Work to be completed → Word for word, set down the records and skip each picture.

Supplied data →

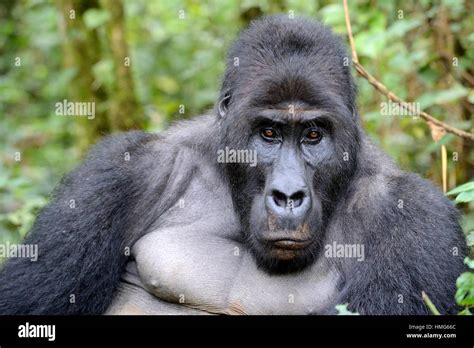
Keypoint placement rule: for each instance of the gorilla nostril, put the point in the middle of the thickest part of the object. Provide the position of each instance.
(279, 198)
(296, 199)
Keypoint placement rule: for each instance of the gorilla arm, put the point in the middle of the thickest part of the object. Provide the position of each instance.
(196, 258)
(84, 232)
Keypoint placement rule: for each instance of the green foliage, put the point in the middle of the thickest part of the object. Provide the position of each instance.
(465, 193)
(465, 292)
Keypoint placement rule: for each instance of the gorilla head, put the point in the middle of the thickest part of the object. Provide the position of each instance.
(289, 96)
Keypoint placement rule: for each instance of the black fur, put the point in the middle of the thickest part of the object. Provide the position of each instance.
(408, 250)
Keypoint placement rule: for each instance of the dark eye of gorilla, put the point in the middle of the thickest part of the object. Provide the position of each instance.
(312, 136)
(269, 134)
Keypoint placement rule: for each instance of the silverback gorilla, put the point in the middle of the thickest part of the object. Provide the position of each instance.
(322, 217)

Complete output →
Keypoint placement rule: for each instance of the gorilla nostril, put the point in the middle of the thickest part of the object. Provide the position of each instance.
(279, 198)
(296, 199)
Keypoint placement rule: for each instance of the gorilla arm, put the point in the middle of the thickest part of the object. Provide the position of each instance.
(196, 258)
(84, 232)
Keypoint placement rule: for each instance of the green foliage, put the point in the middle of the thickest part of the object. Provide the position of each instance.
(465, 193)
(465, 292)
Keypoint placement rule: for each instance of the gorilla head, put the point in the middle of the thickest part of the object. Provide the position of each instance.
(289, 96)
Keypoint placement rule: for each instance of the black fur, put the point in the middle of the thickest part of the object. Provide the position of each instance.
(408, 250)
Keypoint placement rule: for each instance of the dark eye of gorilla, put the point in the middle of the thickest part of the object. Provide the position of each instance.
(312, 136)
(269, 134)
Keypoint placement rule: for each instance of the silverback gorilla, put the point in the middle of the thickest part of the object. Provide the position of each instance.
(322, 217)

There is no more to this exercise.